Les belles avenues d’antan ont perdu de leur superbe. C’est le cas, par exemple, des fameuses avenues Kasa-Vubu et Bokassa qui étaient la fierté de Kinshasa. On se croirait dans une ville soumise à la guérilla, des affaissements par endroits des routes bordées de part et d’autre de maisons vouées à la démolition.
Plusieurs sites, notamment des marchés, se trouvent dans un état d’insalubrité criant et sont remplis d’un tas d’immondices en plastique qui obstrue le passage des eaux dans les caniveaux. De plus, les commerçants et les habitants des rues environnantes se livrent à des pratiques non citoyennes en jetant sur les chaussées des ordures qui gênent la circulation sans aucune réaction des autorités compétentes.
GALÈRE DE LA CIRCULATION
Les travaux de voirie et chantiers engagés ces derniers mois n’améliorent en rien la circulation. Par exemple, les embouteillages sur le boulevard Lumumba, voie unique partant du centre-ville et traversant plusieurs quartiers populaires sur 20 km jusqu’à l’aéroport international de N’djili, à l’Est, sont légendaires. Mieux vaut partir avec six heures d’avance pour être sûr de ne pas rater son vol… Ou louer les services d’un taxi-moto, les « Wewa ». C’est la galère !

ENTRÉES EXTRAITES —
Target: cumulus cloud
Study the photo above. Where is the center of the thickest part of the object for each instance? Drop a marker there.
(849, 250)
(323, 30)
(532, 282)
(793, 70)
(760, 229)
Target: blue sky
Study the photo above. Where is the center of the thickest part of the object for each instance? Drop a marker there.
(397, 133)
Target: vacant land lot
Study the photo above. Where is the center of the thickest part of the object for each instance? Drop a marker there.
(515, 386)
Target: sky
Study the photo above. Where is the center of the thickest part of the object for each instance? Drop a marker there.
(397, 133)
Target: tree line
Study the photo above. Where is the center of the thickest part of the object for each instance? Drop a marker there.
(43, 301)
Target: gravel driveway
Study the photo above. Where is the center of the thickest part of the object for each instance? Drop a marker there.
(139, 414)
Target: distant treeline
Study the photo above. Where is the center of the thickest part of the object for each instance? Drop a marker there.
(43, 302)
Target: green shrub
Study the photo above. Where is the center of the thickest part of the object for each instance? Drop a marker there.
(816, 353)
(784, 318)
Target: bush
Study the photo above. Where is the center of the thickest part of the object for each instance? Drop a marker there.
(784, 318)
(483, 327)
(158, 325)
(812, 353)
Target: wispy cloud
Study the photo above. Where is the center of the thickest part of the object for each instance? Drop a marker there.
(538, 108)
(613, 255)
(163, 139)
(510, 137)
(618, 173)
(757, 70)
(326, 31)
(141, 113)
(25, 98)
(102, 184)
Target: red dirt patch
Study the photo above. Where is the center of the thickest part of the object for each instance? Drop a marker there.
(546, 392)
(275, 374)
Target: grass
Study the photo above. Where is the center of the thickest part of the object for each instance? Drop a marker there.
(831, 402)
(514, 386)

---

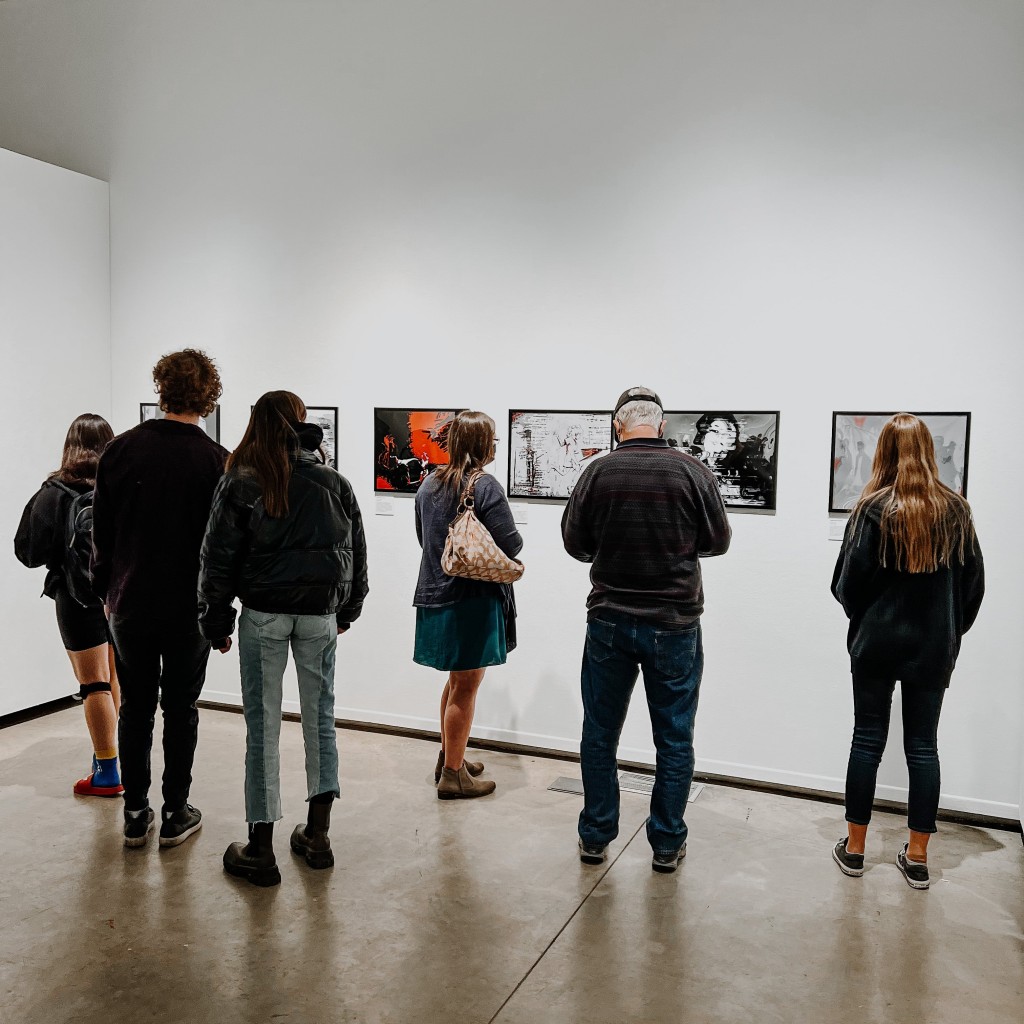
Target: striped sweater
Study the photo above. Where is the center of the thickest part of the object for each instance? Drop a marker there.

CONSIGNE A —
Reproduisez le passage de l'extrait sur Kinshasa qui commence aux mots "GALÈRE DE LA" et s'arrête après les mots "la galère !".
CONSIGNE B —
Répondez brièvement à ces questions sur l'extrait sur Kinshasa :
(i) Quelles avenues faisaient la fierté de la ville ?
(ii) Qu'est-ce qui obstrue le passage des eaux dans les caniveaux ?
(iii) Avec combien d'heures d'avance vaut-il mieux partir pour être sûr de ne pas rater son vol ?
CONSIGNE C —
Poursuivez l'extrait sur Kinshasa à la suite de sa dernière phrase.

RÉSULTAT A —
GALÈRE DE LA CIRCULATION
Les travaux de voirie et chantiers engagés ces derniers mois n’améliorent en rien la circulation. Par exemple, les embouteillages sur le boulevard Lumumba, voie unique partant du centre-ville et traversant plusieurs quartiers populaires sur 20 km jusqu’à l’aéroport international de N’djili, à l’Est, sont légendaires. Mieux vaut partir avec six heures d’avance pour être sûr de ne pas rater son vol… Ou louer les services d’un taxi-moto, les « Wewa ». C’est la galère !

RÉSULTAT B —
(i) Les avenues Kasa-Vubu et Bokassa.
(ii) Un tas d'immondices en plastique.
(iii) Six heures.

RÉSULTAT C —
Jusqu’alors réservés aux Kinois les moins aisés, les « Wewa » restent la meilleure solution pour circuler dans la capitale, où les conducteurs peinent à respecter les règles les plus élémentaires du code de la route. Et les transports en commun, insuffisamment développés, mal organisés ou vétustes, sont encore très loin de répondre aux besoins des Kinois, dont la grande majorité ne possède pas de véhicule personnel et est contrainte d’utiliser « la ligne 11 » (Expression locale désignant la marche, à Kinshasa), notamment pour vaquer à ses occupations quotidiennes.
VILLE ABANDONNÉE
Dès lors, on peut se poser des questions sur le rôle de l’autorité publique dans la ville de Kinshasa au moment où la ville semble abandonnée à son triste sort et est devenue l’ombre d’elle-même ! Les services d’hygiène des communes viennent rarement faire le travail de nettoyage. Chose plus grave, le réseau d’assainissement et d’évacuation des eaux pluviales est défaillant. Conséquence : les avaloirs sont bouchés et les eaux de ruissellement stagnent et se déversent en surface et provoquent le tassement au sol. Qu’est devenue l’initiative « Kin Bopeto » (Kin propre) ? Une interrogation qui a le mérite d’exister.
En tout cas en matière de collecte et de gestion des déchets, les solutions mises en place par l’ancienne équipe dirigeante de l’hôtel de ville de Kinshasa sont restées trop ponctuelles pour apparaître comme autre chose qu’une opération de communication.
À propos des transports en commun, l’État a démissionné de son rôle. La société de transports du Congo (Transco) ne fait pas le poids ; ce sont les privés qui détiennent le monopole dans ce domaine et s’imposent si bien qu’ils se révoltent très souvent lorsque certaines mesures prises par l’État ne les arrangent pas. Et souvent, les autorités congolaises fléchissent à leurs désidératas, même si la loi en matière de régulation du trafic routier est toujours bafouée. Comment donc s’étonner que le désordre perdure quand l’État renonce à assurer sa mission dans cette mégapole ?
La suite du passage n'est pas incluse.